**Text provided**

Music from Macbeth is a 1972 album by the Third Ear Band.  It consists of the soundtrack from Roman Polanski's 1971 film Macbeth, an adaptation  of Shakespeare's The Tragedy of Macbeth.

Composition
The band composed original music for the film, by adding electronic music to hand drums, woodwinds and strings. Elements of music in India and the Middle East and jazz were also incorporated into the score.

While the score has some Middle Ages influence, this is not found in the scenes where Duncan is assassinated and Macbeth is killed. Polanski and the band used aleatoric music for these scenes, to communicate chaos.

**Recorded data**
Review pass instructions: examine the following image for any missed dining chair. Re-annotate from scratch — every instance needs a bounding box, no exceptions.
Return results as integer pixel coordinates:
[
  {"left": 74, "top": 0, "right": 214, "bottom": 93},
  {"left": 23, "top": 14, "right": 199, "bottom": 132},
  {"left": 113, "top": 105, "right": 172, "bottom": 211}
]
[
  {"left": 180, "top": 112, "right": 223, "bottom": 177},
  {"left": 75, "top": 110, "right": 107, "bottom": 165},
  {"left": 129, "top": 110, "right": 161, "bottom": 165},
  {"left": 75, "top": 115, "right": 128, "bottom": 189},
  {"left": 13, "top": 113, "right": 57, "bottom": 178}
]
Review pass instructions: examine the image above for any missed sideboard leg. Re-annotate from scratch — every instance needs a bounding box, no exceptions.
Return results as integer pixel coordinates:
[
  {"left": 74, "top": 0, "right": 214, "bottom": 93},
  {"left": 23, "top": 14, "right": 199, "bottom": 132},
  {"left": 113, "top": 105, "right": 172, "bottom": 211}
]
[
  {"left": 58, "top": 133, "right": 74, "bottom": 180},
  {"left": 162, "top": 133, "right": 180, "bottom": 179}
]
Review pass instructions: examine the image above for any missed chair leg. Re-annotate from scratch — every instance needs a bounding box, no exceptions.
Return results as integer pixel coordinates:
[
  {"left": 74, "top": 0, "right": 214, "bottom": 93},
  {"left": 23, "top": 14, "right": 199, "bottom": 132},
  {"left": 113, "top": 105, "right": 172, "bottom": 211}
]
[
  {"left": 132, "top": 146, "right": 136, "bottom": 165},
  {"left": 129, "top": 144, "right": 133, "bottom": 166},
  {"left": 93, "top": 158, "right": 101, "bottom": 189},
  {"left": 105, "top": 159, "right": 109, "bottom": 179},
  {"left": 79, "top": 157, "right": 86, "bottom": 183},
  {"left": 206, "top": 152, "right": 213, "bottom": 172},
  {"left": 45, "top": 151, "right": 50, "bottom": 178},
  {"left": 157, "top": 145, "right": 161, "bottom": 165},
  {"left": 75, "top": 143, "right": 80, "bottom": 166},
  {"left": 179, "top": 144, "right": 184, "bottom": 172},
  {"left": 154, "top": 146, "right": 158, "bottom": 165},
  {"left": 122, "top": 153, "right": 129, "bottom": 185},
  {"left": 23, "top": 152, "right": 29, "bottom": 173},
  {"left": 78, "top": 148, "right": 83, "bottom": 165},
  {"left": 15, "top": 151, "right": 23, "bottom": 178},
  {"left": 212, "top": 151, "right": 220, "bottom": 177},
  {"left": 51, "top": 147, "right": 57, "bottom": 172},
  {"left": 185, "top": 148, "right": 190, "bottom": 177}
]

**Exercise requirements**
**A)** According to the text about Music from Macbeth, the album contains the soundtrack of which film?
**B)** List every kind of instrument that the text about Music from Macbeth names in its account of the score.
**C)** Reproduce the passage of the text about Music from Macbeth starting at "Music from Macbeth" and ending at "Tragedy of Macbeth.".

**Solutions by task**
**A)** Roman Polanski's 1971 film Macbeth.

**B)** Hand drums, woodwinds, strings

**C)**
Music from Macbeth is a 1972 album by the Third Ear Band.  It consists of the soundtrack from Roman Polanski's 1971 film Macbeth, an adaptation  of Shakespeare's The Tragedy of Macbeth.